**Exercise prompt:** Reproduce the data from the line containing "point: grass field" through the end, swapping "rock face" for "cliff face" and leaving everything else unchanged.
[Begin]
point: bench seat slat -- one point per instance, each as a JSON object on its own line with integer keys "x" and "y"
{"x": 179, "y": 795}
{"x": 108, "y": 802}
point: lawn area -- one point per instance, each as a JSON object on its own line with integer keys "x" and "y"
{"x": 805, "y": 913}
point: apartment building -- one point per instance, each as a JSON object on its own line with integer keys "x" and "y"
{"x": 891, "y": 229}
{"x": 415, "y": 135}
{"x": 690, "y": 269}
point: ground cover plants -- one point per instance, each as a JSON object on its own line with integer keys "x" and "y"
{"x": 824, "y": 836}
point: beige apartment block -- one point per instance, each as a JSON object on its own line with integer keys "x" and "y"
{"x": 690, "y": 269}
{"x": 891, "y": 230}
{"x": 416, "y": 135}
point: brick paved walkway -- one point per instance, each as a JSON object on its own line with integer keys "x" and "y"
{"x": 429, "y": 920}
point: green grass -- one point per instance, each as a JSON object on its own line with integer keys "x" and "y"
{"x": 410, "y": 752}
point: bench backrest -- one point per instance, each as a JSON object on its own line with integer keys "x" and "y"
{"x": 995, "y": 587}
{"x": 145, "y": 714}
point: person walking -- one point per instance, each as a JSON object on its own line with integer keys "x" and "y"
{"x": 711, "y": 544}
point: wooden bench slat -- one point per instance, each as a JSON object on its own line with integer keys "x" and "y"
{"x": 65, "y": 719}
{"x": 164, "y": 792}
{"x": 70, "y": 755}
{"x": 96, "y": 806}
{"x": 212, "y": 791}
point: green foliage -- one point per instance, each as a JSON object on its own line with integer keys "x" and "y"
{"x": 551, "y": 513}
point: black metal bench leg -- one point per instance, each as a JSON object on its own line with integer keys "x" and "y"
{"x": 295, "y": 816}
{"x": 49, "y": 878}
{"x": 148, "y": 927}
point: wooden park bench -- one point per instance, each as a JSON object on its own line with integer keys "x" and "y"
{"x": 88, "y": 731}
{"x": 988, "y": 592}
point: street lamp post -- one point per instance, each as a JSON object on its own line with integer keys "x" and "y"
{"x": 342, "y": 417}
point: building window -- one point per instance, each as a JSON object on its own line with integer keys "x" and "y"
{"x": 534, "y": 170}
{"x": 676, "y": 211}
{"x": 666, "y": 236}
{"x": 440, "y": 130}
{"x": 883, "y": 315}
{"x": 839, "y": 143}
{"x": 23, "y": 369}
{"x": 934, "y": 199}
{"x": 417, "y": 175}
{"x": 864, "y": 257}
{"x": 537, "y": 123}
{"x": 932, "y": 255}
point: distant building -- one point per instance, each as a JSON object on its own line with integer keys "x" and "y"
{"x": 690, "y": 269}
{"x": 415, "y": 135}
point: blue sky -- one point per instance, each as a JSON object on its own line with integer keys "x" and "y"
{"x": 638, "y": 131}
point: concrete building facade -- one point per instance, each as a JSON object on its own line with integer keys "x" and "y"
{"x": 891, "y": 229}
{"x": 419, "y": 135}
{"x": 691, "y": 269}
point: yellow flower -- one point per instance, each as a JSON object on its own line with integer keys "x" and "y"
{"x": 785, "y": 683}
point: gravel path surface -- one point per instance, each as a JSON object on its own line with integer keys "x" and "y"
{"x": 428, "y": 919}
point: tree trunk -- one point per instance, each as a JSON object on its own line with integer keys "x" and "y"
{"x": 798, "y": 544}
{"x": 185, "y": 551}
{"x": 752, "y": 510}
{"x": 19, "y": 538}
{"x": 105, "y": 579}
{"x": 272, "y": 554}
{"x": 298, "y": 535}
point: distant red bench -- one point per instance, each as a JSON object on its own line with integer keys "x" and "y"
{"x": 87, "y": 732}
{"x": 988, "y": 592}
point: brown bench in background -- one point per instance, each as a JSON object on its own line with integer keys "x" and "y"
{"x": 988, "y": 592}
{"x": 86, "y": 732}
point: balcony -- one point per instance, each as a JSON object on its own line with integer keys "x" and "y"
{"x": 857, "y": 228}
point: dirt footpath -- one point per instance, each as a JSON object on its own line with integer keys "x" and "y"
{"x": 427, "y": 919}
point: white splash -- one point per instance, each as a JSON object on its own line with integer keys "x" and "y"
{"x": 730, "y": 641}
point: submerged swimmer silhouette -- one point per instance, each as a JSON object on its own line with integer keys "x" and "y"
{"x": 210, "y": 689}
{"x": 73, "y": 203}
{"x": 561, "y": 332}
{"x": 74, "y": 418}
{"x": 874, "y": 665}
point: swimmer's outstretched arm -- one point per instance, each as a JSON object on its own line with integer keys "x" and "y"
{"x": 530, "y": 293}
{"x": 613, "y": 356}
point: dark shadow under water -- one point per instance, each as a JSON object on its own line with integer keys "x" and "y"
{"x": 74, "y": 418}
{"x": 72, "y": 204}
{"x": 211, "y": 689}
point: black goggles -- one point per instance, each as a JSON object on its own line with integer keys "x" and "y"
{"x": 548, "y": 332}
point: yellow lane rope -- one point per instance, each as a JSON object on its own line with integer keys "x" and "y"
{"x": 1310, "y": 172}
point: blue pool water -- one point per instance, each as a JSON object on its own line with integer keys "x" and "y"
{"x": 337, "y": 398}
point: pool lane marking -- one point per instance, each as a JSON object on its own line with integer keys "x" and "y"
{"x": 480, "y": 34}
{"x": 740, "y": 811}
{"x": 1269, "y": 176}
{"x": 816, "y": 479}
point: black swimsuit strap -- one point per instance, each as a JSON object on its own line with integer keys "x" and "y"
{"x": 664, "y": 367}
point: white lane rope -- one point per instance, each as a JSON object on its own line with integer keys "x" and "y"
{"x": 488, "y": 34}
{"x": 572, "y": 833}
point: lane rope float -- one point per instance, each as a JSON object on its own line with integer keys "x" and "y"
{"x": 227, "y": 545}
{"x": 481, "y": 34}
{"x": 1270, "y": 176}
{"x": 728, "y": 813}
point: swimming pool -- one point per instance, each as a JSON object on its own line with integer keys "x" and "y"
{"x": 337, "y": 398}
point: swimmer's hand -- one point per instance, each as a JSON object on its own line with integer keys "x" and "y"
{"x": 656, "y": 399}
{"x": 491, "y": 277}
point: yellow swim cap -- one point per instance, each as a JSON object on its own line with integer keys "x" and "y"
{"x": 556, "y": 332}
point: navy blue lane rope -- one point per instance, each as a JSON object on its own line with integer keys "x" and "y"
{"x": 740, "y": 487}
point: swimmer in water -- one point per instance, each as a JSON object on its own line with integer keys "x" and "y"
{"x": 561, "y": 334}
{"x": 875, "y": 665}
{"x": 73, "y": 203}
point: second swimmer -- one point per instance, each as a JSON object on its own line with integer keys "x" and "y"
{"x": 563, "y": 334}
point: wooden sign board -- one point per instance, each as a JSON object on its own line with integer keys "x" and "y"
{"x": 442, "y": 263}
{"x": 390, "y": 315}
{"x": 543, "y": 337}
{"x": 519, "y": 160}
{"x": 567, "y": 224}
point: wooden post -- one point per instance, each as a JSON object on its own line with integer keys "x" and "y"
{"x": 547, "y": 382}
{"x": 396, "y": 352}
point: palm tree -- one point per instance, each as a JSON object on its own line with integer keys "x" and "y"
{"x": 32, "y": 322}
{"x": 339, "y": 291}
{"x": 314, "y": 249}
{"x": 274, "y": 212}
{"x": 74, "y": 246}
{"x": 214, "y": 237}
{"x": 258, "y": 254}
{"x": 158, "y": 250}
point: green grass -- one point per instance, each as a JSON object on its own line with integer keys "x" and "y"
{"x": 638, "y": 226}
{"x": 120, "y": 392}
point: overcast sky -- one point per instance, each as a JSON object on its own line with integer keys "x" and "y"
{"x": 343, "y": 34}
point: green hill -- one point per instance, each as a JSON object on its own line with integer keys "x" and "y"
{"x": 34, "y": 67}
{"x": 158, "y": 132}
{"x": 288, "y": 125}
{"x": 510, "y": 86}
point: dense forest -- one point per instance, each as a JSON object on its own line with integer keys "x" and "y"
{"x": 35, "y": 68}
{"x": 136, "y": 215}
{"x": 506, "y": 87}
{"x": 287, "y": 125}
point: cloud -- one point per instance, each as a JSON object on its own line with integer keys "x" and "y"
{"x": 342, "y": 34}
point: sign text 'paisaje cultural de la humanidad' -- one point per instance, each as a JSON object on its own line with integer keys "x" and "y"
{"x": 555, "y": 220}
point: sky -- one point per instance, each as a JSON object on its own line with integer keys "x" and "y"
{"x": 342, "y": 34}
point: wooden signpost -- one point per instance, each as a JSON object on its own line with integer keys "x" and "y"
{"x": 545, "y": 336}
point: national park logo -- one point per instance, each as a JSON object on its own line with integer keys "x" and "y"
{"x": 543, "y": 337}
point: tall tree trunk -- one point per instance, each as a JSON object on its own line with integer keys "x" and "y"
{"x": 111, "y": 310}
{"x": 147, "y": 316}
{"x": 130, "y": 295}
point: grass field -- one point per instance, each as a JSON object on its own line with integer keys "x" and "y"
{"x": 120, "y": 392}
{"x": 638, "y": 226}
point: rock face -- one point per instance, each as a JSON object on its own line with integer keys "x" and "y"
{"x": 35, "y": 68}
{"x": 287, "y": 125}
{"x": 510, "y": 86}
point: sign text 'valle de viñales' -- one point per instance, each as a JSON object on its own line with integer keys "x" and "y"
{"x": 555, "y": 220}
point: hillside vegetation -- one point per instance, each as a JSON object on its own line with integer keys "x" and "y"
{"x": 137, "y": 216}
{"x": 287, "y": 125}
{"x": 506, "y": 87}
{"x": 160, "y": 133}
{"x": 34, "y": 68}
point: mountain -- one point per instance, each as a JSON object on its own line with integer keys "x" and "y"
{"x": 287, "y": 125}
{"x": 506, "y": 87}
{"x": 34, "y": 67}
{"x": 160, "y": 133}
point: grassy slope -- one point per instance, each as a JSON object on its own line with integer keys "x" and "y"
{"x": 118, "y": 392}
[End]
**Reply to the task:**
point: grass field -- one point per instance, each as a JSON object on its own line with integer keys "x" and "y"
{"x": 120, "y": 392}
{"x": 638, "y": 226}
point: cliff face -- one point per instance, each as a JSON object on its own line with integer keys "x" and "y"
{"x": 35, "y": 68}
{"x": 287, "y": 125}
{"x": 510, "y": 86}
point: sign text 'valle de viñales' -- one point per instance, each as a JSON object on its own line with integer keys "x" and "y"
{"x": 555, "y": 220}
point: hillside vegetation -- one point per instance, each as a JSON object on its own line with integer keys "x" and "y"
{"x": 137, "y": 216}
{"x": 287, "y": 125}
{"x": 506, "y": 87}
{"x": 160, "y": 133}
{"x": 34, "y": 68}
point: mountain -- one point per instance, each as a JSON object on its own line with integer keys "x" and "y"
{"x": 287, "y": 125}
{"x": 506, "y": 87}
{"x": 34, "y": 67}
{"x": 160, "y": 133}
point: grassy slope -- one point per instance, each as a JSON object on its own line with integer keys "x" and "y"
{"x": 118, "y": 392}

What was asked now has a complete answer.